Beginning in the 1980s, lawyers for financial institutions argued, at the behest of their clients, for the repeal of the Glass-Steagall Act of 1933. The date of this legislation tells you something. Glass-Steagall was a centerpiece of Depression-era banking reform. Ultimately, the financial services industry had its way.
The Gramm-Leach-Bliley Act of 1999 repealed that part of Glass-Steagall that separated commercial banking from investment banking.
In simple terms, investment banks were not permitted to accept deposits, and commercial banks were not permitted to underwrite securities. This functional segregation was intended to reduce speculation, which was widely believed to be the cause of the financial crisis that led to the Great Depression.
Depression-era regulation followed from the design of Depression-era legislation. So, the Securities and Exchange Commission regulated investment banks, while the Federal Reserve Bank regulated commercial banks. The twain rarely met.
Advocates for the repeal of Glass-Steagall touted a concept called “functional regulation.” The idea was that instead of regulating types of institutions, regulators should be responsible for certain functions. So, when a commercial bank was engaging in “securities activities,” the SEC would be their regulator. When an investment bank engaged in “commercial banking activities,” the Fed would be their regulator. While a good idea in principle, battles over turf beggared the concept of functional regulation in application.
Banks never really thought of the SEC as their regulator and complained at every turn to the Fed whenever the big, bad SEC tried to make them do anything. Eventually, it took a second Congressional intervention to produce a mild form of SEC regulation over securities activities conducted by banks. The SEC’s regulation of banks remains tame, to say the least. The resistance of commercial banks to SEC regulation is explained, at least in part, by the view among bank officers that the SEC’s true agenda is to protect investment banks, their clients, from competition.
The Fed was heavily involved sorting out the scandal caused when a rogue Salomon Brothers trader rigged the auction for treasury bonds in 1991. The Fed was also involved in the successful effort to stave off a potential crisis when Long Term Capital failed in 1997. However, Bear Stearns, which was Long Term Capital’s prime broker and therefore had the most at stake, famously rejected the Fed’s attempts to oversee its activities. Until this most recent financial crisis, investment banks politely showed Fed officials to the door most of the time, and the SEC could be counted on to support that position.

▶ [YOUR INSTRUCTIONS]
Continue the passage on the repeal of Glass-Steagall and the regulation of banks from its last sentence.

▶ [ENTRIES SHOWN]
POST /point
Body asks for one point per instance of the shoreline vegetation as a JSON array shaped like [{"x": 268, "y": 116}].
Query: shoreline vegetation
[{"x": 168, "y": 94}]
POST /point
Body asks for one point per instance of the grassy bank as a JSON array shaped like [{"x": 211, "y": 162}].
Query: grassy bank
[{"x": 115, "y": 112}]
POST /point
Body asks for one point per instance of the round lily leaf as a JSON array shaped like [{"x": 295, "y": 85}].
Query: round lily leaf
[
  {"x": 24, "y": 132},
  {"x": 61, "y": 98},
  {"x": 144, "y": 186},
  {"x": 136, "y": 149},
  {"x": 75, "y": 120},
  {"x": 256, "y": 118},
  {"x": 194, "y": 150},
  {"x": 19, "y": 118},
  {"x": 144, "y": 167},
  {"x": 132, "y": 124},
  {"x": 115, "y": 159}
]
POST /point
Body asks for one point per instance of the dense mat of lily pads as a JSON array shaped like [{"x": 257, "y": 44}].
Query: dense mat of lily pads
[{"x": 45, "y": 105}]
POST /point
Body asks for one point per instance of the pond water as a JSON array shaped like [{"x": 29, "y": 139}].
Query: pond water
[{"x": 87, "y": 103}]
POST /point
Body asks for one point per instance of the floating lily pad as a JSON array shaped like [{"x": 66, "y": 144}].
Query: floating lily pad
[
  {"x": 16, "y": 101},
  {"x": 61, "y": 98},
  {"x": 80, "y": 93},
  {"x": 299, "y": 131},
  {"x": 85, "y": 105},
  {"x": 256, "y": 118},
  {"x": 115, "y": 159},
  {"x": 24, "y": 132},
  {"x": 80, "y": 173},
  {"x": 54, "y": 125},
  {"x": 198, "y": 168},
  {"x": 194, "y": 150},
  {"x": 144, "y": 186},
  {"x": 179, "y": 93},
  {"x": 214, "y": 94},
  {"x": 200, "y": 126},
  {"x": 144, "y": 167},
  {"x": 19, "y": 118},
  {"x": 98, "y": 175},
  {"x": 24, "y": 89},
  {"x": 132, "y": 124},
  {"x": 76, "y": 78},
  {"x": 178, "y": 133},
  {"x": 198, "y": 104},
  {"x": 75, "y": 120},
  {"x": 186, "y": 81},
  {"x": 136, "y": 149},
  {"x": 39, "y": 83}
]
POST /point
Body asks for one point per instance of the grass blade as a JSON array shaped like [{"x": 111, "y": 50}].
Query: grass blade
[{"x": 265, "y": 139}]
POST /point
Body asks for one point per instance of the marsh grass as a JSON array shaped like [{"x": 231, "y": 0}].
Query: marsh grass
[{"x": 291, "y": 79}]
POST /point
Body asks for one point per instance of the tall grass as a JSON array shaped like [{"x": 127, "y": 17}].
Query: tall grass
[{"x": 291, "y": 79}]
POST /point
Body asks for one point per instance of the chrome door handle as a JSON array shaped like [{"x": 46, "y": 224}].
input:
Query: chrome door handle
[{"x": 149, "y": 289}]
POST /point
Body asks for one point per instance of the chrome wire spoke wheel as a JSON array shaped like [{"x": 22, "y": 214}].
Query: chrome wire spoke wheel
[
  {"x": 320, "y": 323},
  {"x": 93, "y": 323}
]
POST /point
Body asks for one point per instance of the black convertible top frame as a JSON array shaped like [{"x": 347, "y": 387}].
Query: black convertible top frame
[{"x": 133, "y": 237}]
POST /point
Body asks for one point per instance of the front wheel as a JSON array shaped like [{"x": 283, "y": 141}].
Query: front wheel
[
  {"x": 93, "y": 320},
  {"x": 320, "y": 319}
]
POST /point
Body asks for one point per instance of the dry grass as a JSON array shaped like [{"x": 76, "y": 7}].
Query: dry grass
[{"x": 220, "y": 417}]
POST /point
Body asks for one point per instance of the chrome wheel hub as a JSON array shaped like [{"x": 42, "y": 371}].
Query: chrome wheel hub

▶ [TASK RESPONSE]
Institutional segregation in the financial services industry had an unfortunate tendency to create political turf and real or imagined efforts to protect it. With the demise of functional regulation, the question is what will take its place.
There are calls to revive Glass-Steagall. While I was not in favor of its repeal, I think its resurrection would be a mistake. It is usually a bad idea to revive old ideas because, like old lovers, they are never quite the same decades later. Instead, we need a new approach to financial regulation designed to address the highly automated, information-rich environment of the 21st Century global economy.
As it happens, parts of Glass-Steagall remain with us to this day. The Act established the Federal Depository Insurance Commission (FDIC), which insures bank deposits up to $100,000. The occasional right-wing proposals to do away with this program have never been taken seriously. Instead, the most recent Bail-Out Plan increased the amount of insurance coverage to $250,000. We can expect the FDIC to play a prominent role in the unfolding banking maelstrom.
The latest proposals for reform are “objectives-based.” Instead of trying to determine whether a particular financial services business is securities related or banking related, object-oriented regulation is targeted at the essential elements of the business of financial services.
Financial services businesses essentially have the same components. There are marketing activities intended to raise capital for the firm. Fee income is generated by various professional services provided by the firm. Commercial banks, investment banks, insurance companies and funds of every stripe take the money they have received from depositors or investors and seek to make profitable investments. This investment activity increases the supply of money available in the economy.
Fee income is the least risky way to make profits in the financial services industry. It also tends to be the least profitable. Investment activity is the most profitable way to generate income and the most risky. Because investment activity increases the supply of money available in the economy, ultimately there will be a crash when too much money chases too few good investments.
The Fed’s primary mandate is to protect the safety and soundness of banks. To do this, it actively regulates the investment activity of banks, which is primarily a matter of regulating their lending activity through net capital requirements. The Fed does a very good job at managing this task. For one thing, it has some very useful tools at its disposal. It is very actively involved in supervising the financial condition of banks. It can loan them money when things are a bit tight. It can cause bank deposits to be held by another institution when things go downhill. It can loan money to the acquiring bank to facilitate the takeover. Its capacity to serve as the lender of last resort enables the Fed to defend against circumstances that might cause financial institutions to fail.
The SEC is much less effective when it comes to protecting the safety and soundness of investment banks. It lacks the financial wherewithal to make loans to failing brokerage firms. About all it can do when things go bad is close a firm down, a strategy much too blunt when we are dealing with a large investment bank with global relationships.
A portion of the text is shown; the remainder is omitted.